** WORK TO COMPLETE **
Retype the tail of the data exactly, starting at the line containing "the field vegetation." and stopping at the last line.

** EXCERPTED DATA **
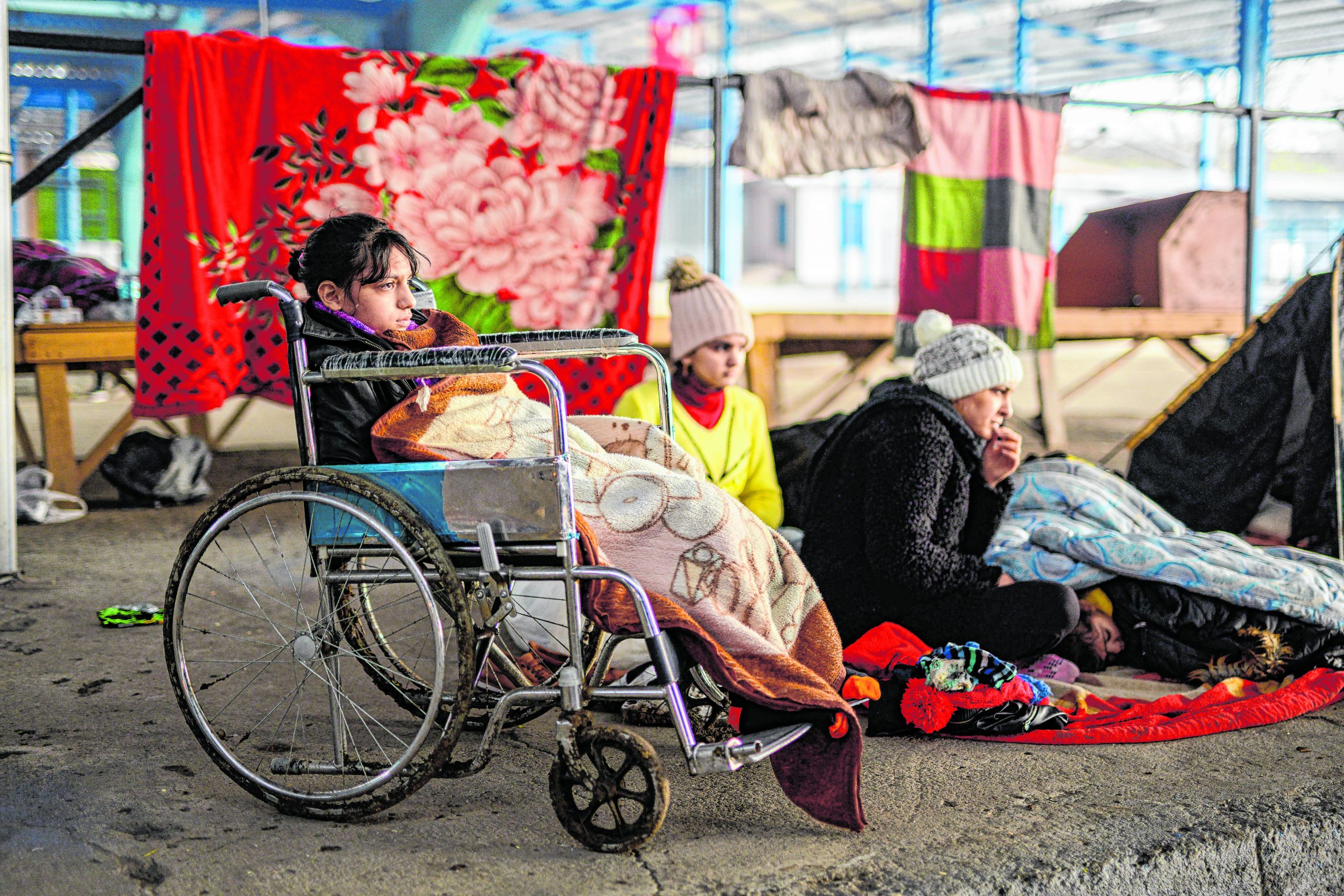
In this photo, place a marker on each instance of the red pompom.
(925, 708)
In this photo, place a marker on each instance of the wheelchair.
(331, 632)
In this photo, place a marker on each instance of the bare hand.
(1002, 456)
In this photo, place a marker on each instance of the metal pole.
(1336, 405)
(1019, 50)
(1253, 188)
(932, 76)
(717, 178)
(8, 507)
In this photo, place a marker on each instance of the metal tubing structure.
(8, 504)
(53, 163)
(1253, 199)
(1249, 109)
(717, 178)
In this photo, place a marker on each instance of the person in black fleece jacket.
(906, 495)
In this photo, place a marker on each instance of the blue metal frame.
(932, 71)
(1252, 68)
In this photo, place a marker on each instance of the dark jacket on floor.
(344, 413)
(899, 513)
(1175, 632)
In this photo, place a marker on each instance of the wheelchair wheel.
(618, 797)
(298, 715)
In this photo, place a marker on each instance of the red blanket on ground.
(531, 184)
(1229, 705)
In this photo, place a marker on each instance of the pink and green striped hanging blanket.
(976, 237)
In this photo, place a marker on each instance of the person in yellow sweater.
(721, 424)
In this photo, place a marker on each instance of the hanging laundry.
(976, 234)
(796, 125)
(531, 184)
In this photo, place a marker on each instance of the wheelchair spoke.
(250, 616)
(293, 583)
(215, 633)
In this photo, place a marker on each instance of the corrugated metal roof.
(1067, 42)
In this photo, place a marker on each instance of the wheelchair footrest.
(747, 750)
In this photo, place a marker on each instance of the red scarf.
(704, 404)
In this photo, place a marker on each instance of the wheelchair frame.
(496, 559)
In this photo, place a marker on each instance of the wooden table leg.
(198, 425)
(1193, 359)
(30, 453)
(111, 440)
(762, 376)
(1052, 410)
(58, 438)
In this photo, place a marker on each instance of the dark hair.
(350, 250)
(1079, 647)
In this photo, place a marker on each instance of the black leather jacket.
(344, 413)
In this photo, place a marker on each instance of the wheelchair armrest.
(456, 361)
(541, 343)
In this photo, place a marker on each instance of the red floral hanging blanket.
(530, 183)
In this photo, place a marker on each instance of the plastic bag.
(37, 503)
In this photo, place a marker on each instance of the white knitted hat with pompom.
(956, 362)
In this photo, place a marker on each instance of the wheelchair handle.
(252, 291)
(455, 361)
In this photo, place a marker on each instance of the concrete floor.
(104, 790)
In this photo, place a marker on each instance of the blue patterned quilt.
(1079, 525)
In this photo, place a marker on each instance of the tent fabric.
(531, 184)
(1257, 422)
(976, 237)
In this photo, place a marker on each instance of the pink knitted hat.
(704, 309)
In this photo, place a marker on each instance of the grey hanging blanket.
(796, 125)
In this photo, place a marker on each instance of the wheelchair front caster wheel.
(618, 797)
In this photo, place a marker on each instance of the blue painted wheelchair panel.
(522, 499)
(420, 484)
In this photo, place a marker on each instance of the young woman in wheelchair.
(356, 273)
(356, 269)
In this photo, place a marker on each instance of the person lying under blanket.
(729, 589)
(906, 493)
(1160, 597)
(1191, 637)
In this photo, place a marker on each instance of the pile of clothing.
(956, 690)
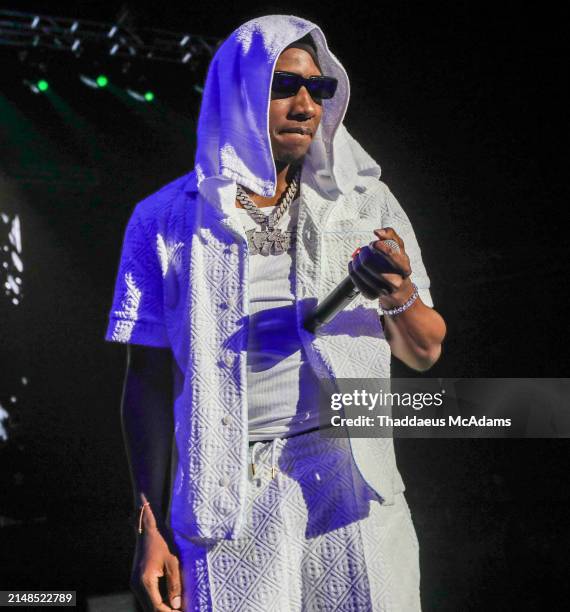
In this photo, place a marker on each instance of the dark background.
(461, 104)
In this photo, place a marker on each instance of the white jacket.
(183, 283)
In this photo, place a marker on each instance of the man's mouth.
(302, 131)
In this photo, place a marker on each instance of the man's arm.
(415, 335)
(148, 424)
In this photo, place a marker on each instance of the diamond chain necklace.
(270, 240)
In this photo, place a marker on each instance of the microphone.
(345, 292)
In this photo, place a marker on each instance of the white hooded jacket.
(183, 275)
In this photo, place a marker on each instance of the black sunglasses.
(287, 84)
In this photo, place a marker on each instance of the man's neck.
(285, 173)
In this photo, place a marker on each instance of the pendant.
(269, 242)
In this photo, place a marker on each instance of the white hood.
(233, 126)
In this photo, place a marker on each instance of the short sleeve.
(399, 220)
(137, 313)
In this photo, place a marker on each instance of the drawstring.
(273, 451)
(273, 466)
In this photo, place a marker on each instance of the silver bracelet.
(405, 306)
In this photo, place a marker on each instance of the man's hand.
(415, 335)
(152, 560)
(386, 275)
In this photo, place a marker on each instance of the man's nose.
(303, 102)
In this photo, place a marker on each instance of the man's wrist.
(397, 298)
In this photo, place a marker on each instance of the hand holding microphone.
(378, 270)
(382, 269)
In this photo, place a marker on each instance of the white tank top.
(282, 389)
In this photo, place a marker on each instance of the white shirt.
(282, 389)
(183, 283)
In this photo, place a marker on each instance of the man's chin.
(287, 159)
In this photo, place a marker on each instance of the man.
(218, 272)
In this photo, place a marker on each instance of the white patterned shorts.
(317, 538)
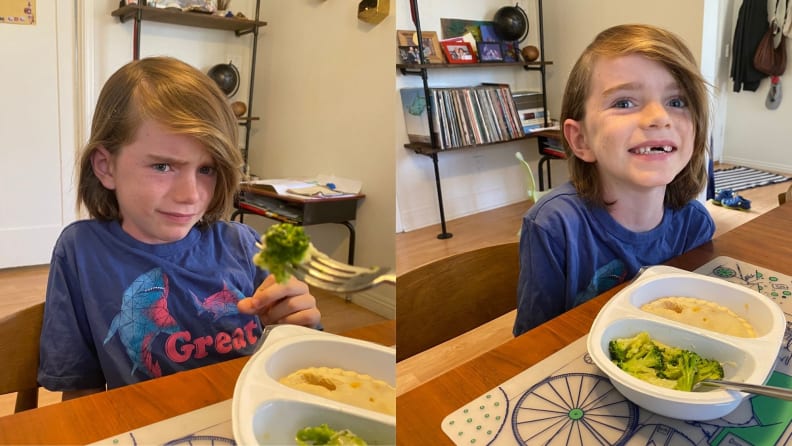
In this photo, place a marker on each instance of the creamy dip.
(701, 313)
(346, 387)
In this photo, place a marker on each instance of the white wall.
(36, 134)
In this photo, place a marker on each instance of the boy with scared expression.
(156, 281)
(634, 127)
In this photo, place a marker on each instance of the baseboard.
(380, 300)
(784, 169)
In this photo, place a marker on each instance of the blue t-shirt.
(571, 251)
(119, 311)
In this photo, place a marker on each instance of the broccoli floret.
(687, 364)
(647, 359)
(661, 364)
(709, 369)
(624, 348)
(282, 245)
(324, 435)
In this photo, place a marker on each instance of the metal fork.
(775, 392)
(329, 274)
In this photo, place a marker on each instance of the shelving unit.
(432, 150)
(139, 13)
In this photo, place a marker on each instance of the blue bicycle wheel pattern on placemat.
(741, 178)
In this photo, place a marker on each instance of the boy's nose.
(655, 115)
(186, 188)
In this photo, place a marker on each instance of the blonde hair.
(177, 96)
(669, 50)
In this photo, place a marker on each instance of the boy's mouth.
(652, 149)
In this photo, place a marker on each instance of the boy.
(156, 282)
(635, 129)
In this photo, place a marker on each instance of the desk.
(764, 240)
(301, 211)
(94, 417)
(549, 143)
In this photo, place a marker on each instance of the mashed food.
(345, 386)
(701, 313)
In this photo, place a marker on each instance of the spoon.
(771, 391)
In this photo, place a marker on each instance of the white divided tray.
(265, 411)
(566, 399)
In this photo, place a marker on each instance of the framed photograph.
(459, 52)
(431, 44)
(510, 51)
(488, 33)
(409, 54)
(490, 52)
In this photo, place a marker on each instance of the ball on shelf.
(239, 108)
(530, 53)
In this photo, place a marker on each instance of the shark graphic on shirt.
(144, 315)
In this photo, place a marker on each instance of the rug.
(741, 178)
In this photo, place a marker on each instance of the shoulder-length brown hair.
(177, 96)
(669, 50)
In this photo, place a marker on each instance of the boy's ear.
(573, 132)
(102, 165)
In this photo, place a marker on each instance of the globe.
(511, 23)
(226, 76)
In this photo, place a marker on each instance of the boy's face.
(163, 182)
(637, 127)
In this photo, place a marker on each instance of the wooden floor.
(20, 287)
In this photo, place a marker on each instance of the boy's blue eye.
(678, 103)
(207, 170)
(623, 103)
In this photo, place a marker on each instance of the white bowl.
(264, 411)
(750, 360)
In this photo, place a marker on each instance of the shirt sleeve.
(542, 281)
(68, 357)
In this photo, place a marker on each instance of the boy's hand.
(282, 303)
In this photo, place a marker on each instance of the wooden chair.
(445, 298)
(19, 348)
(785, 197)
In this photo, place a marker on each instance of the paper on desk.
(344, 185)
(315, 191)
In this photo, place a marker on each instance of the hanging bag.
(771, 59)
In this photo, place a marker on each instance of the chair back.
(785, 197)
(447, 297)
(19, 348)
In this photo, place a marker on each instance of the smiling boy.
(635, 126)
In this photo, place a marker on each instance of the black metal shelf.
(422, 69)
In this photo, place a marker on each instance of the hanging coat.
(751, 25)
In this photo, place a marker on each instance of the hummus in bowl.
(266, 411)
(744, 359)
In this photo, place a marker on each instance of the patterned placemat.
(566, 400)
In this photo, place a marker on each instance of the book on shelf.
(524, 99)
(464, 116)
(416, 120)
(279, 186)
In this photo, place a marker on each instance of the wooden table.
(764, 241)
(94, 417)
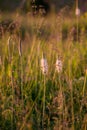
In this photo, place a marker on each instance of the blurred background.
(25, 5)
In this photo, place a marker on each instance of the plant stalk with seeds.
(59, 65)
(44, 68)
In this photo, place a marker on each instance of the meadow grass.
(26, 94)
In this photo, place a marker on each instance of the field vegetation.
(36, 98)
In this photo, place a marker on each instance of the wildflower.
(0, 60)
(77, 12)
(44, 65)
(86, 71)
(59, 65)
(20, 48)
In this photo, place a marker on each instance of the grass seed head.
(59, 65)
(44, 65)
(77, 12)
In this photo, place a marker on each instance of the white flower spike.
(59, 65)
(77, 12)
(44, 65)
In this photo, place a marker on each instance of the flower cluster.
(44, 65)
(59, 65)
(77, 12)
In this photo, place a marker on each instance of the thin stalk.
(44, 95)
(84, 85)
(21, 69)
(72, 109)
(77, 20)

** WRITTEN REPLY **
In this photo, place a marker on each instance of the field vegetation.
(36, 98)
In this photo, place a marker on each instance of the wildflower.
(0, 60)
(77, 12)
(44, 65)
(86, 71)
(59, 65)
(20, 48)
In this photo, place a marker on each instance of the grass seed head.
(59, 65)
(44, 65)
(77, 12)
In this photo, place a marker on each instance of the white flower spike.
(59, 65)
(77, 12)
(44, 65)
In this photo, place a marker on each instance of the flower cluster.
(44, 65)
(59, 65)
(77, 12)
In this photo, place a marker on each instance of the thin stalk.
(44, 95)
(84, 85)
(21, 69)
(72, 109)
(77, 20)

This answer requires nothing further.